**WHAT TO WORK ON**
(A) Echo the HELP Study release word for word, covering everything from "About Tenax Therapeutics" down to "information, visit www.tenaxthera.com.".
(B) In the HELP Study release, how many patients is the Phase 2 HELP Trial designed to evaluate?

**DOCUMENT PASSAGE**
········
Tenax CEO Anthony DiTonno stated "We are very excited to have the HELP Study results accepted for presentation as a late-breaking abstract at the HFSA Annual Meeting. The positive results of the HELP Study represent a major milestone for Tenax and our development of levosimendan for the treatment of patients suffering from this debilitating illness. Based on feedback from our advisors, we believe the results may represent a potential breakthrough in the treatment of PH-HFpEF patients, and we look forward to having the detailed trial results presented at this major scientific forum.”
About Phase 2 HELP Trial
The HELP Trial – Hemodynamic Evaluation of Levosimendan in PH-HFpEF is a multi-center, double-blind, placebo-controlled Phase 2 clinical trial designed to evaluate levosimendan in 36 patients with pulmonary hypertension and heart failure with preserved ejection fraction (PH-HFpEF). The trial has a predefined response criterion that patients must meet following a 24-hour open-label infusion of levosimendan before they can be randomized to the 6-week double-blind phase of the trial. The criterion for randomization is a reduction in PCWP during supine exercise of = 4mmHg following the open-label infusion when compared with each patient’s baseline exercise PCWP. The primary endpoint of the HELP Trial is based on change in PCWP vs baseline compared to placebo.
About Tenax Therapeutics
Tenax Therapeutics, Inc., is a specialty pharmaceutical company focused on identifying, developing, and commercializing products that address cardiovascular and pulmonary diseases with high unmet medical need. The Company has a world-class scientific advisory team including recognized global experts in pulmonary hypertension. The Company owns North American rights to develop and commercialize levosimendan and has recently released topline data regarding their Phase 2 clinical trial for the use of levosimendan in the treatment of Pulmonary Hypertension associated with Heart Failure and preserved Ejection Fraction (PH-HFpEF). For more information, visit www.tenaxthera.com.
········
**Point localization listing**
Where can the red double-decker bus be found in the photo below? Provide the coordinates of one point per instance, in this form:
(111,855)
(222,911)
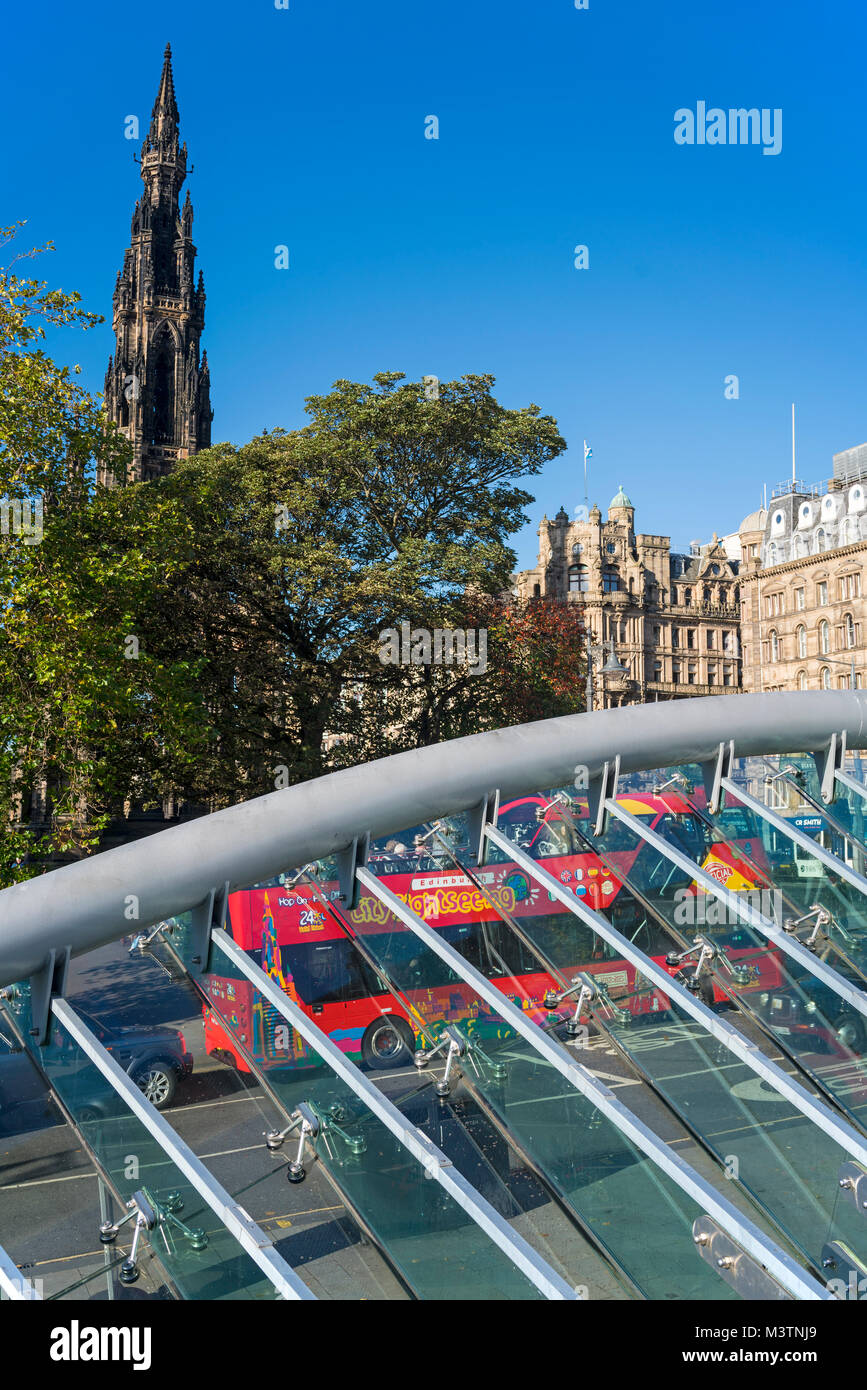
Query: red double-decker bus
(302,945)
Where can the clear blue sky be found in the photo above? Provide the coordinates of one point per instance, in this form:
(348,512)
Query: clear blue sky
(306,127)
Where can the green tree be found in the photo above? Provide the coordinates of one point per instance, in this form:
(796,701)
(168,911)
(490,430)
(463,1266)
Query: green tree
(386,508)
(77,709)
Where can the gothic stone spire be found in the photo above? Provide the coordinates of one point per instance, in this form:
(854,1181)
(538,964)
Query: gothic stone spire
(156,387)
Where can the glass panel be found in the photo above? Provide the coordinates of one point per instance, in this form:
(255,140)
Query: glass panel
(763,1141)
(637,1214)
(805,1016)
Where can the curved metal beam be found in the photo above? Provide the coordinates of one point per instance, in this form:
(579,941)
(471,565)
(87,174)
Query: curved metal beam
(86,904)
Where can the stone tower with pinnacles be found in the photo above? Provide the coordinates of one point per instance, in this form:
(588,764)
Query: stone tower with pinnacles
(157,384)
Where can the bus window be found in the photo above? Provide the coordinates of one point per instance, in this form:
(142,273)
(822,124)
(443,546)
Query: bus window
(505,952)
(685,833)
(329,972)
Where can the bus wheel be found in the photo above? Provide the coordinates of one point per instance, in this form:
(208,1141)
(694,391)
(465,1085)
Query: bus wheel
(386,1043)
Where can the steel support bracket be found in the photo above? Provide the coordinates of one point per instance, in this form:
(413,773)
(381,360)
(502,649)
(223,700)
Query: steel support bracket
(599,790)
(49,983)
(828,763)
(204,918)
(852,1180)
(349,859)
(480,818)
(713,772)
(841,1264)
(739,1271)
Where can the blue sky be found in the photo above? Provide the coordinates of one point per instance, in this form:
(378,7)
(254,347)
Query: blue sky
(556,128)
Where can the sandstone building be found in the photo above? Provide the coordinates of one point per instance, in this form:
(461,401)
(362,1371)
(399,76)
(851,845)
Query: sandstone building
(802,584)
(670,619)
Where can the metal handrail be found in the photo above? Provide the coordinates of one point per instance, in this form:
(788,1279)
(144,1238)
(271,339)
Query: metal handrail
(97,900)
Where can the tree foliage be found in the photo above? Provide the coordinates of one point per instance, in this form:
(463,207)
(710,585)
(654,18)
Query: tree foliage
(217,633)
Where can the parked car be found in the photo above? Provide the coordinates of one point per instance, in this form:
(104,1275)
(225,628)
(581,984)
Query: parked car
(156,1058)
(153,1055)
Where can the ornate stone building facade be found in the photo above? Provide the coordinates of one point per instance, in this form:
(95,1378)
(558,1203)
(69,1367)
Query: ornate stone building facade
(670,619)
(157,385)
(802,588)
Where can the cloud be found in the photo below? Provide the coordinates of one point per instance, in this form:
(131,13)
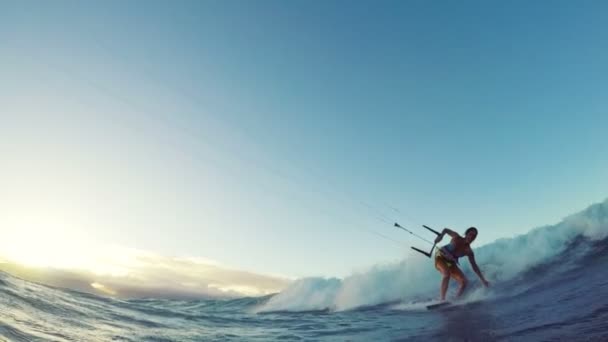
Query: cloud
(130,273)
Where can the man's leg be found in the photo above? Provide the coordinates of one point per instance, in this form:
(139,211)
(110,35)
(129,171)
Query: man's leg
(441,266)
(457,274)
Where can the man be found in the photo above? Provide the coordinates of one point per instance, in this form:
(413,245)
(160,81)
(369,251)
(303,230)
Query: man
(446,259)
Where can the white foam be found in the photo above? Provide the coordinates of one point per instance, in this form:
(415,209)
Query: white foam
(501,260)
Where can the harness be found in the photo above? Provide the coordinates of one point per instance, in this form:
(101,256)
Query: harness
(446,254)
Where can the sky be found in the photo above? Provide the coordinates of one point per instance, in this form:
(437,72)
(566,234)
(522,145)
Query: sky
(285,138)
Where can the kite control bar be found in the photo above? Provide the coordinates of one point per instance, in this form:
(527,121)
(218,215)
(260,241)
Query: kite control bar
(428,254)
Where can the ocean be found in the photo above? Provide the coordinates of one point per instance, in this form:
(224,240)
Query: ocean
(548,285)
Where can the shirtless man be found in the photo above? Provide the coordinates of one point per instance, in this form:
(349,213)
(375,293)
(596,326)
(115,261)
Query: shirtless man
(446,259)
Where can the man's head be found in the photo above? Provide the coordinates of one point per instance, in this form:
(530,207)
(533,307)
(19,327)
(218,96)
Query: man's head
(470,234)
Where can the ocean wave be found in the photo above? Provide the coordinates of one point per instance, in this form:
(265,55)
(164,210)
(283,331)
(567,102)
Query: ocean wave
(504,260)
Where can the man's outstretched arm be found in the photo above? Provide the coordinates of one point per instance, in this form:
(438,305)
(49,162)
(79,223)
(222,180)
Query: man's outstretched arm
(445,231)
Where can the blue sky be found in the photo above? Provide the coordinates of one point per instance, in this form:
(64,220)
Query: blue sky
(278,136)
········
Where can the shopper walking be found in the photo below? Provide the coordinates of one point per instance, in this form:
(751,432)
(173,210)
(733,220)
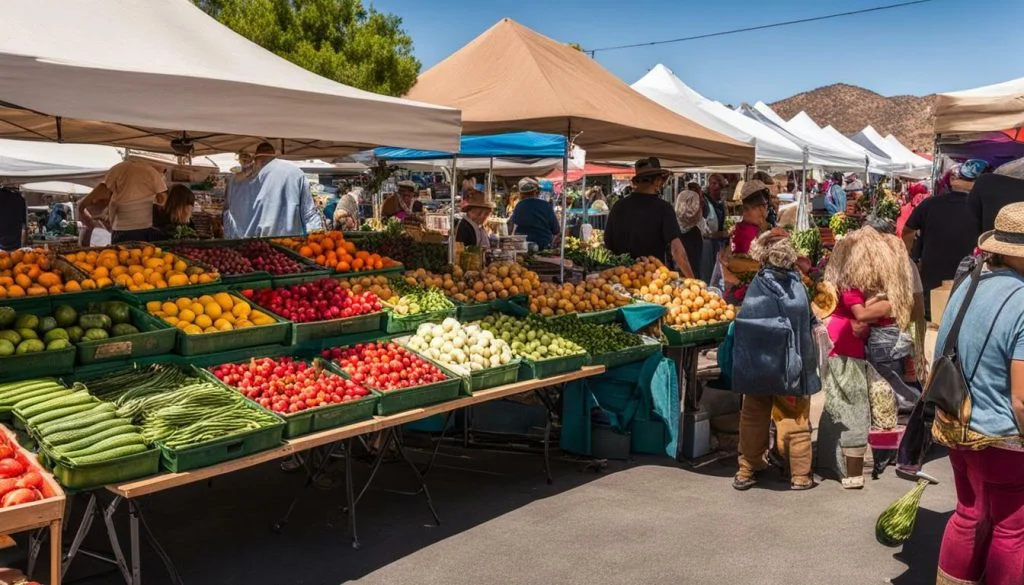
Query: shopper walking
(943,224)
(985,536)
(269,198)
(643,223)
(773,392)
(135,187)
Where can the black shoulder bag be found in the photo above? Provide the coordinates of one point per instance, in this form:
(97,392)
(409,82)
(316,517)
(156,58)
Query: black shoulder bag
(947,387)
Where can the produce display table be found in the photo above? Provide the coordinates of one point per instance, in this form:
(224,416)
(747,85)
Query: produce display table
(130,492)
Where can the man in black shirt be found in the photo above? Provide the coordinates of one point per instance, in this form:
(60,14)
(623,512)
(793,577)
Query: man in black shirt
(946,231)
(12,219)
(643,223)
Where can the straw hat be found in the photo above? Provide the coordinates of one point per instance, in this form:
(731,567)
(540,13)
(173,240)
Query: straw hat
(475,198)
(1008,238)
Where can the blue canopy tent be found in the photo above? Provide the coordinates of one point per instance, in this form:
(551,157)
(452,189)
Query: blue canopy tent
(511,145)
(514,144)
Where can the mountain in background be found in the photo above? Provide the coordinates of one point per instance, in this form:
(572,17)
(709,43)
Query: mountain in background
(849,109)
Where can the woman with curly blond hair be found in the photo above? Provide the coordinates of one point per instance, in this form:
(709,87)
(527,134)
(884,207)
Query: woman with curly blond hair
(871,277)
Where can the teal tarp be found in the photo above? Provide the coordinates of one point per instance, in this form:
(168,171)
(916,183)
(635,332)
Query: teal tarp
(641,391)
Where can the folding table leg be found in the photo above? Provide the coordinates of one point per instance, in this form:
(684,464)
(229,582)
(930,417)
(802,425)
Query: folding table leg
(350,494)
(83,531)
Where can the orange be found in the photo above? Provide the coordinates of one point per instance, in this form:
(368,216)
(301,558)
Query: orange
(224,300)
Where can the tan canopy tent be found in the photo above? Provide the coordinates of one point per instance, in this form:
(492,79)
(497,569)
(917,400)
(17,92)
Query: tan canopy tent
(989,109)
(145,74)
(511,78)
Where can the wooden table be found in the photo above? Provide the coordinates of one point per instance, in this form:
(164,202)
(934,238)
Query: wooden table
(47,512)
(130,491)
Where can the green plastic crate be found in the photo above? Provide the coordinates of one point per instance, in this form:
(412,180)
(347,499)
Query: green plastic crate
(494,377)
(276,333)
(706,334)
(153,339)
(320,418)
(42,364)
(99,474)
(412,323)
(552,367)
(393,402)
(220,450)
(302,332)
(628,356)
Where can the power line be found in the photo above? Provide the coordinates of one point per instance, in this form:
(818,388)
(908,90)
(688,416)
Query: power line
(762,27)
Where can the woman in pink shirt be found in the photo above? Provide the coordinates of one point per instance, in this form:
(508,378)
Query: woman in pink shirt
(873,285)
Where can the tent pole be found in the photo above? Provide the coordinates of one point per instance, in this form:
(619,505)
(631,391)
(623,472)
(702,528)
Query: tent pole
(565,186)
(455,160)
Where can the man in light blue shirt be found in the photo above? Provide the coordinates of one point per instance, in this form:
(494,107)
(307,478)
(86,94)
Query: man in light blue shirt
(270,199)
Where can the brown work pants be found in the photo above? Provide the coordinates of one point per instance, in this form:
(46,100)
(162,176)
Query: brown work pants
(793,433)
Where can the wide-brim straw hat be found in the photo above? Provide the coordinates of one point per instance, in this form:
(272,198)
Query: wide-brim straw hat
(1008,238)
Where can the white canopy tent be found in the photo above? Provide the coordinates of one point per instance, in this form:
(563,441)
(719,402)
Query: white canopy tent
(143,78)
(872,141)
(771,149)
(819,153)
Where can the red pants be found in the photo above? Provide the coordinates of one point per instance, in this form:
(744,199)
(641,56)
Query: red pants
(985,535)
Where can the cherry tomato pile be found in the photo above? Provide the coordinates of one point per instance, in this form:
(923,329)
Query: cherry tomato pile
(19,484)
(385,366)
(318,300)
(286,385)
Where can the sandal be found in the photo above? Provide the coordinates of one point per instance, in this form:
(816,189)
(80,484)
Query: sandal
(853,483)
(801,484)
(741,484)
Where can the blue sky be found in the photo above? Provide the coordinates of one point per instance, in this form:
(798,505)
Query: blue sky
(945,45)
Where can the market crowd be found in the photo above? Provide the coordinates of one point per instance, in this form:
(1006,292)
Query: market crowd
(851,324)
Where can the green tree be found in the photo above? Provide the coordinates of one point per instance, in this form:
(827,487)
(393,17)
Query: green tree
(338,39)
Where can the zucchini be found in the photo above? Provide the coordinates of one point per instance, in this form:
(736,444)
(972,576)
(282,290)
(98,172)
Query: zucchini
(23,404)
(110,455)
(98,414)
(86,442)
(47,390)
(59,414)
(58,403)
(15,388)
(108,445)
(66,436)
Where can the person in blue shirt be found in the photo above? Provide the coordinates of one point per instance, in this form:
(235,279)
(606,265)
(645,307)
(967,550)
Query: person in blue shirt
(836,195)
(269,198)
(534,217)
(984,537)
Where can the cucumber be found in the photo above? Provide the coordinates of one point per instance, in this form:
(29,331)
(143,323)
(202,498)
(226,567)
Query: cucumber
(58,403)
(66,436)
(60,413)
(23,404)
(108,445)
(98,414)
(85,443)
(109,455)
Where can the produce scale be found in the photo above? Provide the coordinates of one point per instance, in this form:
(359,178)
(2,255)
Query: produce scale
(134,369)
········
**RESPONSES IN ORDER**
(A)
About Tenax Therapeutics
Tenax Therapeutics, Inc., is a specialty pharmaceutical company focused on identifying, developing, and commercializing products that address cardiovascular and pulmonary diseases with high unmet medical need. The Company has a world-class scientific advisory team including recognized global experts in pulmonary hypertension. The Company owns North American rights to develop and commercialize levosimendan and has recently released topline data regarding their Phase 2 clinical trial for the use of levosimendan in the treatment of Pulmonary Hypertension associated with Heart Failure and preserved Ejection Fraction (PH-HFpEF). For more information, visit www.tenaxthera.com.

(B) 36 patients with pulmonary hypertension and heart failure with preserved ejection fraction (PH-HFpEF).